- _Bereitgestellte Daten_:

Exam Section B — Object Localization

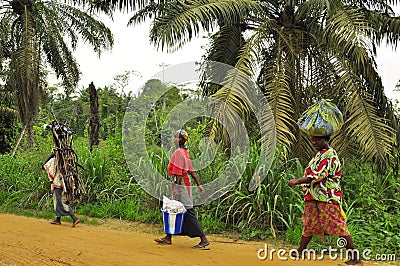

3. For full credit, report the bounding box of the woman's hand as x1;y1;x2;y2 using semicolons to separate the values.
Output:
198;185;204;195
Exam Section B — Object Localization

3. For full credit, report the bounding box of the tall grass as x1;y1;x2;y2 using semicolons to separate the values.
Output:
0;135;400;254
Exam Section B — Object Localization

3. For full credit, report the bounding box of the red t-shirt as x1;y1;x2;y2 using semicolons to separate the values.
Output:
168;148;194;191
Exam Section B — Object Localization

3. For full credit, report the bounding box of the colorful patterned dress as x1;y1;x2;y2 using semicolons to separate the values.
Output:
302;148;350;236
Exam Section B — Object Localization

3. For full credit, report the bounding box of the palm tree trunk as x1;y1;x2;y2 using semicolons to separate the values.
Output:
11;125;26;157
27;118;35;150
89;82;100;151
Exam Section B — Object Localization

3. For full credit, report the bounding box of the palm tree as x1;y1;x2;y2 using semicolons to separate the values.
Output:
122;0;400;169
0;0;113;147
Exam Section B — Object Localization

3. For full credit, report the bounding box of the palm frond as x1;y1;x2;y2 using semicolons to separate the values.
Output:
150;0;260;51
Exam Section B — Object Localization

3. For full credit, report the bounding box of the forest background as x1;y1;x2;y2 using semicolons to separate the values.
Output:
0;1;400;262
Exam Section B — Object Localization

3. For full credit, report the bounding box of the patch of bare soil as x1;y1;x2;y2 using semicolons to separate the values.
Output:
0;214;394;266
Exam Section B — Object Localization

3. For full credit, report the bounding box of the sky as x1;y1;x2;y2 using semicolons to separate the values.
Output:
69;11;400;100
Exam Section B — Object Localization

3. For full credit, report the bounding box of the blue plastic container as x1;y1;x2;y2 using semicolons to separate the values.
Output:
161;210;186;235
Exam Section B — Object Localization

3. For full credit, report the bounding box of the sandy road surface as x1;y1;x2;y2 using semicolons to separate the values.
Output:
0;214;394;266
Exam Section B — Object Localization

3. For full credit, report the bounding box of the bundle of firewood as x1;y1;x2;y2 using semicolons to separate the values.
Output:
45;120;86;200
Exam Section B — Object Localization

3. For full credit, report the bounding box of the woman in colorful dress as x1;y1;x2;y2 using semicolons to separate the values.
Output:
288;136;362;265
154;129;210;249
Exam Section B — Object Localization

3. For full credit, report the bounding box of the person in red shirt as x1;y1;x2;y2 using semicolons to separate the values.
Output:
288;136;362;265
154;129;210;248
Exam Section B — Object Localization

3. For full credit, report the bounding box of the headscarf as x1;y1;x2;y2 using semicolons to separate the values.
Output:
176;129;189;150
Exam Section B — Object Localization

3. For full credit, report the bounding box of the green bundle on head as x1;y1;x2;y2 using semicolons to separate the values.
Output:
297;100;344;136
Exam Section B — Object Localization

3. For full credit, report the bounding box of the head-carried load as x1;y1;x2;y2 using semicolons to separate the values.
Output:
297;100;344;136
44;120;86;201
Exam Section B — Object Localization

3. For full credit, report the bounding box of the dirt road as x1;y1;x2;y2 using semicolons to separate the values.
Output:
0;214;394;266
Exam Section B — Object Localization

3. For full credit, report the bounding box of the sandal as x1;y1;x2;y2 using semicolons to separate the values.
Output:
72;219;81;227
154;238;172;245
50;220;61;225
192;242;210;250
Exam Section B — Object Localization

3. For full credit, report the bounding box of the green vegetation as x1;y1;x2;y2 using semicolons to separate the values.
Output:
0;0;400;262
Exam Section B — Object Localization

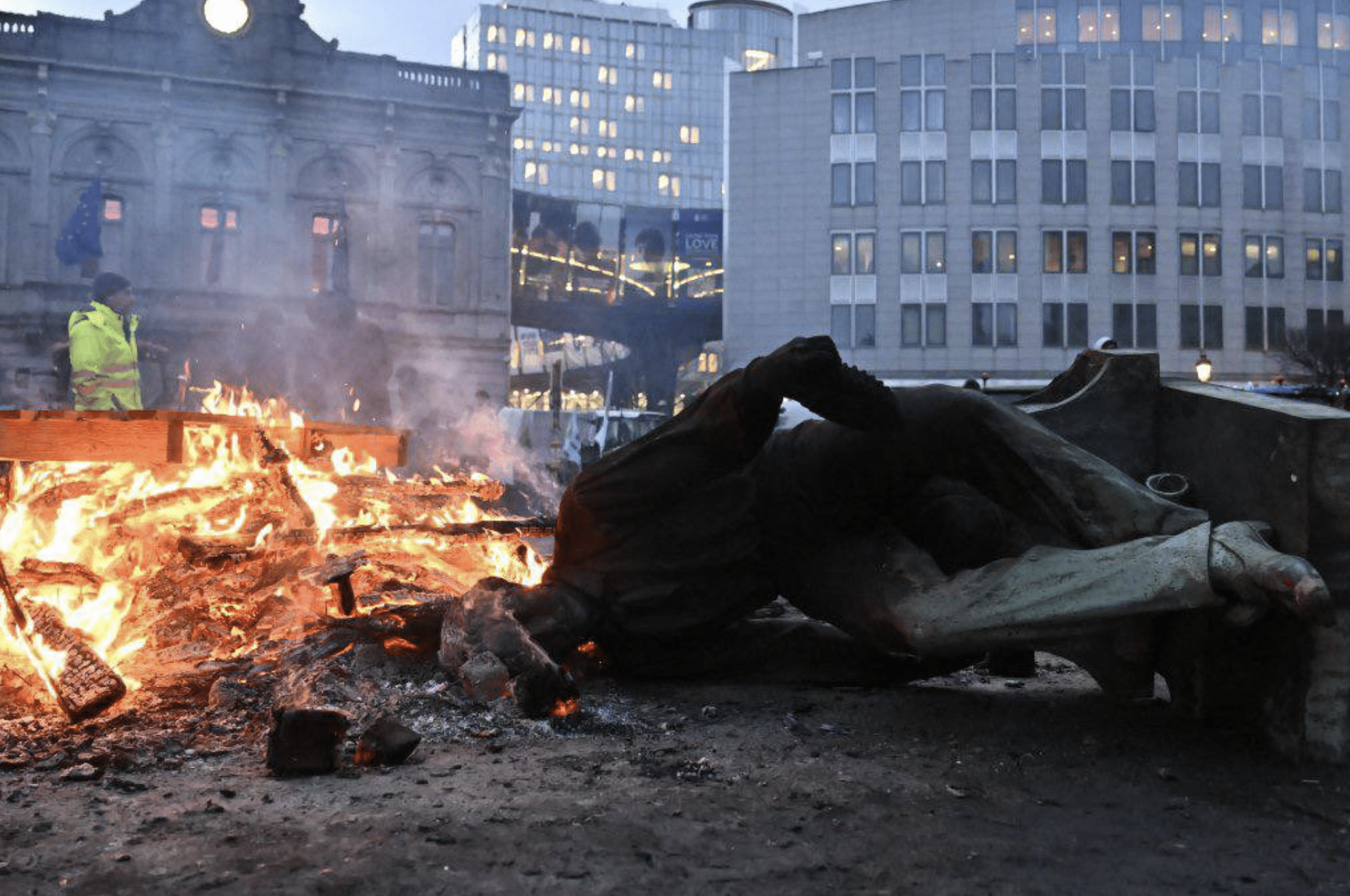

- _Übungsaufgabe_: Gib die Auflistung vom Anfang bis einschließlich der Zeile mit „0;135;400;254“ erneut wieder und ersetze darin „Output“ durch „Result“, ohne sonst etwas zu ändern. Lass die Bilder in deiner Antwort weg.

- _Richtiges Ergebnis_:
Exam Section B — Object Localization


3. For full credit, report the bounding box of the woman's hand as x1;y1;x2;y2 using semicolons to separate the values.
Result:
198;185;204;195
Exam Section B — Object Localization

3. For full credit, report the bounding box of the tall grass as x1;y1;x2;y2 using semicolons to separate the values.
Result:
0;135;400;254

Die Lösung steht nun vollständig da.